▸ **Passage shown**
Issue 5: Whether the term "instant offense," as used in the obstruction of justice guideline, 3C1.1, refers to cases closely related to the defendant's case, or only to the "offense of conviction."
Compare: United States v. Powell, 113 F.3d 464 (3d Cir. 1997) (obstruction of justice enhancement applies where a defendant pleads guilty and then attempts to impede the prosecution of a codefendant for the same offenses); United States v. Acuna, 9 F.3d 1442 (9th Cir. 1993) (obstruction of justice adjustment applies where defendant pleaded guilty and then testified falsely in codefendant/coconspirator's trial); United States v. Bernaugh, 969 F.2d 858 (10th Cir. 1992) ("a defendant attempts to obstruct justice in a case closely related to his own, such as that of a codefendant").
With: United States v. Perdomo, 927 F.2d 111, 118 (2d Cir. 1991) (defining "instant offense" as "offense of conviction"); United States v. Kim, 27 F.3d 947, 958 (3d Cir. 1994) (same); United States v. Partee, 31 F.3d 529 (7th Cir. 1994) ("instant offense" as used in the obstruction of justice guideline does not include relevant conduct, but is narrowly defined as the "offense of conviction").
Issue 6: Whether the obstruction of justice adjustment, §3C1.1, applies to a defendant who fails to admit to use of a controlled substance while on pretrial release.
Compare: United States v. Garcia, 20 F.3d 670 (6th Cir. 1994) (defendant willfully and materially obstructed justice when he failed to admit his use of cocaine on pretrial release), cert. denied, 115 S. Ct. 1120 (1995).
With: United States v. Belletiere, 971 F.2d 961 (3d Cir. 1992) (defendant's failure to admit cocaine use, after testing positive for same, did not justify enhancement because defendant was sanctioned by having bail revoked); United States v. Thompson, 944 F.2d 1331 (7th Cir. 1991) (denial of drug use while on bail is not an obstruction of justice).
Issue 7: Whether a failure to appear count sentenced under §2J1.6 should be grouped with the underlying offense when the underlying offense has been enhanced under §3C1.1 for obstruction of justice.
Compare: United States v. Agoro, 996 F.2d 1288 (1st Cir. 1993) (remand for resentencing necessary where sentence imposed for failure to appear caused defendant's total sentence for both failure to appear and the underlying conduct to exceed the maximum for the grouped offenses); United States v. Lacy, 969 F.2d 926 (10th Cir. 1992) (district court erred in imposing a consecutive sentence for obstruction offense when it had already enhanced the underlying drug offense level), judgment vacated on other grounds, 113 S. Ct. 1233 (1993); United States v. Flores, 23 F.3d 408 (6th Cir. 1994) (unpublished) (same).

▸ **Material**

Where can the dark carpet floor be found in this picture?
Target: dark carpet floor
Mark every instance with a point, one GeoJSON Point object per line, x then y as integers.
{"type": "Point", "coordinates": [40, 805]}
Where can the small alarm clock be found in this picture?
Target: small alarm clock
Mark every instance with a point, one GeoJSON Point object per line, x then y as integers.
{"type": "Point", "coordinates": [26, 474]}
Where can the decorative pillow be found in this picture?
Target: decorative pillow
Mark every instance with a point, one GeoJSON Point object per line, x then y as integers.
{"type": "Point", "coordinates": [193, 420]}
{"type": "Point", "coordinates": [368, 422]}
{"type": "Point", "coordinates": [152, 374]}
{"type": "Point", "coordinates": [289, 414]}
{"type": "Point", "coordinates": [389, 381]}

▸ **Exercise details**
Extend the list of circuit conflicts over the obstruction of justice guideline, which appears above the records, by writing what comes after its last sentence.

▸ **Written response**
With: United States v. Packer, 70 F.3d 357 (5th Cir. 1995) (guideline commentary at §2J1.6, n.3 that maintains that failure to appear count should be grouped with count for underlying offense, and then earmark a portion of the total punishment as a consecutive sentence conflicts with 18 U.S.C. § 3146(b)(2) which requires a consecutive sentence for failure to appear that is separate and distinct from the underlying offenses).
Issue 8: Whether a sentence to a community confinement center, halfway house, or drug treatment center qualifies as "incarceration" under §4A1.2(e)(1).
Compare: United States v. Rasco, 963 F.2d 132 (6th Cir.), cert. denied, 113 S. Ct. 238 (1992) (detention in community treatment facility following revocation of parole is "incarceration"); United States v. Vanderlaan, 921 F.2d 257 (10th Cir. 1990), cert. denied, 499 U.S. 954 (1991) (placement in federal special treatment facility during period of commitment to federal prison is confinement and is considered "sentence of imprisonment").
With: United States v. Latimer, 991 F.2d 1509 (9th Cir. 1993) (placement in community treatment facility following revocation of parole is not considered "incarceration"); United States v. Urbizu, 4 F.3d 636 (8th Cir. 1993) (dicta) (placement in halfway house not categorized as confinement).
Issue 9: Whether "non-violent offense," as the term is used in §5K2.13 (Diminished Capacity), should be defined with reference to "crime of violence" under §4B1.2 (Career Offender).
Compare: United States v. Mayotte, 76 F.3d 887 (8th Cir. 1996) (commission of bank robbery, a "crime of violence," precluded downward departure for diminished capacity); United States v. Rosen, 896 F.2d 789 (3d Cir. 1990) (term "non- violent" in §5K2.13 is the opposite of "crime of violence" under §4B1.2; therefore, district court did not err in refusing to make a downward departure for a defendant convicted of extortion by force or threat of injury or serious damage); United States v. Maddalena, 893 F.2d 815 (6th Cir. 1989) (district court does not have the authority in a bank robbery case to depart based on diminished capacity because bank robbery is not a "non-violent offense"); United States v. Poff, 926 F.2d 588 (7th Cir. 1991) (en banc) (defendant whose offense of conviction, threatening public officials, constituted a "crime of violence" under career offender provision could not have sentence reduced under guideline provision dealing with commission of nonviolent offenses while suffering from reduced mental capacity); United States v. Borrayo, 898 F.2d 91 (9th Cir. 1989) (departure for attempted unarmed bank robbery not appropriate based on defendant's alleged, partial diminished capacity due to depression and alcohol abuse); United States v. Dailey, 24 F.3d 1323 (11th Cir. 1994) (downward departure not permissible for reduced mental capacity under §5K2.13 where defendant convicted of a "crime of violence").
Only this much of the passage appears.